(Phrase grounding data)
*** Begin section ***
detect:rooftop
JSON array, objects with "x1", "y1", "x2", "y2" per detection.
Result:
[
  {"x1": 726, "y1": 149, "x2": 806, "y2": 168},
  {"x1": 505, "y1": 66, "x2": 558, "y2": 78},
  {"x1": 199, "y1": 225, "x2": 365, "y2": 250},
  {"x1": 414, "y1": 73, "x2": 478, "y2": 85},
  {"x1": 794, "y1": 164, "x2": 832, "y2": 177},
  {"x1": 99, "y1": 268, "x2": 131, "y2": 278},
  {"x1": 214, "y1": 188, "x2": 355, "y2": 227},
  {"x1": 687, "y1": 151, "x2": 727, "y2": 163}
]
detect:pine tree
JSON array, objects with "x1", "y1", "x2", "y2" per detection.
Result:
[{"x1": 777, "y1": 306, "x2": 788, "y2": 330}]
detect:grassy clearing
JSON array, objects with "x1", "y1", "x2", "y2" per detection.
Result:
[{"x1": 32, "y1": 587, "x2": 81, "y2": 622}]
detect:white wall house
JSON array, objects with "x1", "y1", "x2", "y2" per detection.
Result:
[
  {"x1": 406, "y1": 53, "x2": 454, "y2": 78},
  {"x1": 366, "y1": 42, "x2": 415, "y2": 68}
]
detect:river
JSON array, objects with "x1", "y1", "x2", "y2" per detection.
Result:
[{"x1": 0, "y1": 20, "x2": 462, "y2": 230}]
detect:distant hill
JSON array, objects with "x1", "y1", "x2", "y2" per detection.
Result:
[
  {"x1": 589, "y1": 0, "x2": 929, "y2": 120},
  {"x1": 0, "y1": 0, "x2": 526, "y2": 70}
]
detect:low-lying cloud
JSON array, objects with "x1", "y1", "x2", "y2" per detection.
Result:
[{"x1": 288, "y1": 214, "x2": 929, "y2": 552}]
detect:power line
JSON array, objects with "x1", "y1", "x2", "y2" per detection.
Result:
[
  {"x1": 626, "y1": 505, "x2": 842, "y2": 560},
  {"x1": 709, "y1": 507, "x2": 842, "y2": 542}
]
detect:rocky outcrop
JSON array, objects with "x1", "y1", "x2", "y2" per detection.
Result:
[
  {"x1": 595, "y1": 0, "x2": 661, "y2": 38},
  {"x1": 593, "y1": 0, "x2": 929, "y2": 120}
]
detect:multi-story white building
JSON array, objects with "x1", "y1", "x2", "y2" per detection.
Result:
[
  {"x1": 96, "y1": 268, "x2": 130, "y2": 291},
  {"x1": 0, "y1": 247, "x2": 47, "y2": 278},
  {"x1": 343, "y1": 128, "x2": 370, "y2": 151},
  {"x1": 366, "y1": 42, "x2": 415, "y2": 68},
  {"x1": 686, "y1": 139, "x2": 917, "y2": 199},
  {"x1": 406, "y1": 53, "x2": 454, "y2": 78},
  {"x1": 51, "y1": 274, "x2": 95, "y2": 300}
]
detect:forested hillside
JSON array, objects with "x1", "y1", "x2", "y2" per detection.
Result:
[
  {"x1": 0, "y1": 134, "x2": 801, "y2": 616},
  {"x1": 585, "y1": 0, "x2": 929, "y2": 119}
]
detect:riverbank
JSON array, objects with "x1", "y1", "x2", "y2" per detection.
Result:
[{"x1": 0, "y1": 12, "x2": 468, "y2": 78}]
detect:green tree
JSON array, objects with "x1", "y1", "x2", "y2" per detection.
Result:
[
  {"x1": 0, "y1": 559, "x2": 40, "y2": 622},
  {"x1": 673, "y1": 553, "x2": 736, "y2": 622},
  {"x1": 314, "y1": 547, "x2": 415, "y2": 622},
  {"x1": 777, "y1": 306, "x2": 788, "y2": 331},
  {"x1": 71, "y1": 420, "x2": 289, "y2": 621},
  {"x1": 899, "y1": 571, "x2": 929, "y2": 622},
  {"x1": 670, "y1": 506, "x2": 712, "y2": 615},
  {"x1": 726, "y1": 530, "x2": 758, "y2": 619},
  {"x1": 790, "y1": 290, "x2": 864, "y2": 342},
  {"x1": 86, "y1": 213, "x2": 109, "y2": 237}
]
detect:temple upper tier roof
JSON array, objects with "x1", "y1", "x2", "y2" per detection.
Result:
*** End section ***
→ **What you will do**:
Given the data above, transcribe exactly the lines from the one containing "detect:low-lying cloud" down to the one containing "detect:rocky outcrop", and no others.

→ **Solution to this exercise**:
detect:low-lying cloud
JSON array, objects with "x1", "y1", "x2", "y2" per detection.
Result:
[{"x1": 288, "y1": 214, "x2": 929, "y2": 552}]
detect:power line
JSON array, objects with "x1", "y1", "x2", "y2" per detection.
Result:
[
  {"x1": 626, "y1": 505, "x2": 842, "y2": 560},
  {"x1": 709, "y1": 507, "x2": 842, "y2": 542}
]
detect:rocky outcrop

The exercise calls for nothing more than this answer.